**Set exercise:**
Can you render every line of the records below as a JSON list of strings, with one string per line and blank lines omitted?

**Input rows:**

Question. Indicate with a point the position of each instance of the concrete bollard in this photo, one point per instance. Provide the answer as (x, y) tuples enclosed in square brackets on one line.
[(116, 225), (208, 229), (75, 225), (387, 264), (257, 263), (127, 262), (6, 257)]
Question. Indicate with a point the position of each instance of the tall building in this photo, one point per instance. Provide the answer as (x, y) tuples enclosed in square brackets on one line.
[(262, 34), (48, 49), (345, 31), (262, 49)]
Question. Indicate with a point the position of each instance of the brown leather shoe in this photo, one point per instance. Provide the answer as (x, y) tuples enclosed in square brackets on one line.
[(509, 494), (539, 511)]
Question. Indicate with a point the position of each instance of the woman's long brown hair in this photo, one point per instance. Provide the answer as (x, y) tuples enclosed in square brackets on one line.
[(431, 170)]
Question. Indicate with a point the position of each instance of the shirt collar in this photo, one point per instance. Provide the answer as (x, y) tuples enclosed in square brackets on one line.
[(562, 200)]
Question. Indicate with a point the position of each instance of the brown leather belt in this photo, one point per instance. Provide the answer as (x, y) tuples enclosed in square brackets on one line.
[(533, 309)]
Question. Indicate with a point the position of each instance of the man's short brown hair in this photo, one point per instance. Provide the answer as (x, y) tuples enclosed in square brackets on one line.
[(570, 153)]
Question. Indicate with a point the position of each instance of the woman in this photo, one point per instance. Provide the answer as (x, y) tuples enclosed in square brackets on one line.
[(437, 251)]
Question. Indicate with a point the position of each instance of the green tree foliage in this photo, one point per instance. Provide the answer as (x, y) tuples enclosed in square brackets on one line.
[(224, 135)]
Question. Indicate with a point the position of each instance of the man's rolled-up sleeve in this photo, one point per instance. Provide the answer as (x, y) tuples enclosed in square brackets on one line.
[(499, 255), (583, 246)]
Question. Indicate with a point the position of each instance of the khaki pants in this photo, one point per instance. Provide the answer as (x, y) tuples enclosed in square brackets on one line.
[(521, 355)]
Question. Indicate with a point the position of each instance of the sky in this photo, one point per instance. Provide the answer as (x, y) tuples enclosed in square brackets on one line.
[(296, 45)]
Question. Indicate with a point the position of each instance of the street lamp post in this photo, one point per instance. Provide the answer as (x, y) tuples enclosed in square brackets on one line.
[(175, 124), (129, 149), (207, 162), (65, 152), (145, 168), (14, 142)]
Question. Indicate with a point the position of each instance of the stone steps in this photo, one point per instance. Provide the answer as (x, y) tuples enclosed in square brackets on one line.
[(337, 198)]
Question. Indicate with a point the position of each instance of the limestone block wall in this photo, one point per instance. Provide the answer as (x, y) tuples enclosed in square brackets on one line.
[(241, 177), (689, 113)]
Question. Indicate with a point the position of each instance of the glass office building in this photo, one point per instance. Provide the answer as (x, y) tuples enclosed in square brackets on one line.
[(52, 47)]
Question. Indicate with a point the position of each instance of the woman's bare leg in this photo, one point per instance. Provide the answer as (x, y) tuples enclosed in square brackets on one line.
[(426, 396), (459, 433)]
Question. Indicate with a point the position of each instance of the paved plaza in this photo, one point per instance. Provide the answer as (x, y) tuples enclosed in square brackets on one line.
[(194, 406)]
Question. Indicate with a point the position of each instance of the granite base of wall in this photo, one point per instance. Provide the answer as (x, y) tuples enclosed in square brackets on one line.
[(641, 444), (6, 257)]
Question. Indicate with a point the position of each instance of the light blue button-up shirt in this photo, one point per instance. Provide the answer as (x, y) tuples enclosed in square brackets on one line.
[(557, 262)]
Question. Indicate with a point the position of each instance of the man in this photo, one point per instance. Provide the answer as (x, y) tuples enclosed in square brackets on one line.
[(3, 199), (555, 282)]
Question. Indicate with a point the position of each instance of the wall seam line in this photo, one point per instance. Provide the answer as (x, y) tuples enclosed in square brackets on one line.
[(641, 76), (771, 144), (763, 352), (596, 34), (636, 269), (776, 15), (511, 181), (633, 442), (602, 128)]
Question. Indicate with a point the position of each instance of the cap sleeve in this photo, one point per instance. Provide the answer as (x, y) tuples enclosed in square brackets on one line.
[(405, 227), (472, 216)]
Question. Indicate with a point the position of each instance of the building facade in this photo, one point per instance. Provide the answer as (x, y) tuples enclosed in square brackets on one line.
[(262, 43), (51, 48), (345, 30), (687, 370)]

**Reply to the exercise:**
[
  "Question. Indicate with a point the position of each instance of the concrete bollard in this photo, one point per instance. Provide the answer as (x, y) tuples enclosed in square brackets on one line.",
  "[(116, 225), (208, 229), (75, 225), (387, 264), (257, 263), (127, 262), (6, 257)]",
  "Question. Indicate with a point the position of each instance of the tall building in this photo, one point per instance. Provide the answer as (x, y) tuples enclosed in square brackets on one line.",
  "[(262, 34), (48, 49), (345, 31), (262, 49)]",
  "Question. Indicate with a point the position of each instance of the brown leather shoe in this photo, one point per instance. Provide the answer as (x, y) tuples enclosed in square brackets on one line.",
  "[(509, 494), (539, 511)]",
  "Question. Indicate with a point the position of each instance of the woman's long brown hair in this photo, one point per instance. Provide the answer as (x, y) tuples enclosed in square brackets on one line.",
  "[(431, 170)]",
  "Question. Indicate with a point the position of each instance of the shirt collar in this photo, one point per instance. Provide the answer as (x, y) tuples enclosed in square brackets on one line.",
  "[(562, 200)]",
  "Question. Indicate with a point the position of each instance of the brown leather belt in this photo, one point per instance. Provide the answer as (x, y) tuples enclosed in square brackets on one line.",
  "[(533, 309)]",
  "Question. Indicate with a point the position of each instance of the man's short brown hair in this photo, one point per instance. Provide the answer as (x, y) tuples enclosed in square brackets on one line.",
  "[(570, 153)]",
  "Question. Indicate with a point the position of each instance of the woman in this photo, one point per instance. Provide the answer as (x, y) tuples enclosed in square brackets on one line.",
  "[(437, 251)]",
  "Question. Indicate with a point the position of each instance of the green tree foliage in this photo, one point per instance. Provide the answer as (x, y) tuples enclosed in square brackets on one line.",
  "[(224, 135)]",
  "Question. Indicate with a point the position of each instance of the man's rolled-up sleeve in this photo, one point per instance. Provide the answer as (x, y) tuples enclosed in square brackets on one line.",
  "[(499, 255), (583, 246)]",
  "Question. Indicate with a point the position of each instance of the khaki pants in this photo, one point per instance. Provide the answer as (x, y) tuples enclosed in square brackets on one line.",
  "[(521, 355)]",
  "Question. Indicate with a point the position of each instance of the sky in this photo, one point per instance. Provide the answer as (x, y) tuples enclosed in square brackets on one line.",
  "[(296, 45)]",
  "Question. Indicate with a point the position of each instance of the street lamp post in this photo, one point per instance. Provide the answer as (x, y) tuples enclosed in square brackets on one line.",
  "[(175, 124), (129, 149), (207, 162), (65, 152), (145, 168), (14, 142)]",
  "Question. Indicate with a point the position of each instance of the stone steps in this photo, one point per instance. Provide the answer as (x, y) tuples enclosed in square brackets on one line.",
  "[(337, 198)]",
  "Question. Indicate with a point the position of each instance of the limestone block wall in this photo, one point per instance. Provide the answer as (x, y) tuples enclosed in square brackets on one line.",
  "[(241, 177), (689, 113)]",
  "Question. Indicate with a point the position of each instance of the glass office building in this photo, one point per instance. Provide the answer as (x, y) tuples enclosed in square brackets on one line.",
  "[(52, 47)]",
  "Question. Indicate with a point the position of each instance of the woman's bare leg in this photo, one point per instance. Provide the answer as (x, y) tuples enclosed in square brackets on one line.",
  "[(426, 396), (459, 433)]",
  "Question. Indicate with a point the position of each instance of the paved plaza in this photo, one point per instance. Provide the answer as (x, y) tuples enclosed in square brackets on one line.",
  "[(194, 406)]",
  "Question. Indicate with a point the position of each instance of the granite base of wall in this photo, one point per instance. Provide the answer as (x, y) tuples enclosed in square brackets on one line.",
  "[(641, 444), (6, 257)]",
  "Question. Indicate with a point the position of each instance of the light blue button-up shirt in this photo, one point per instance. Provide the answer as (x, y) tuples enclosed in square brackets on one line.",
  "[(557, 262)]",
  "Question. Indicate with a point the position of each instance of the man in this photo, one point per instance. Provide the answer as (x, y) tuples enclosed in square brackets on one line.",
  "[(3, 199), (555, 282)]",
  "Question. Indicate with a point the position of each instance of the wall seam line in this photo, one point per instance. Provide the answer as (x, y) tuples enclosed in square brackets on one line.",
  "[(641, 76), (771, 144), (763, 352), (596, 34), (636, 269), (776, 15), (511, 181), (633, 442), (602, 128)]",
  "Question. Indicate with a point the position of each instance of the cap sleeve in this photo, one point per instance. Provide the answer as (x, y) tuples enclosed in square brackets on one line.",
  "[(405, 227), (472, 216)]",
  "Question. Indicate with a point the position of each instance of the building facade in this photo, one point per instance. Provide the answer as (x, y) tuples enclosed in square brackets on one line.",
  "[(262, 43), (51, 48), (345, 30), (687, 370)]"
]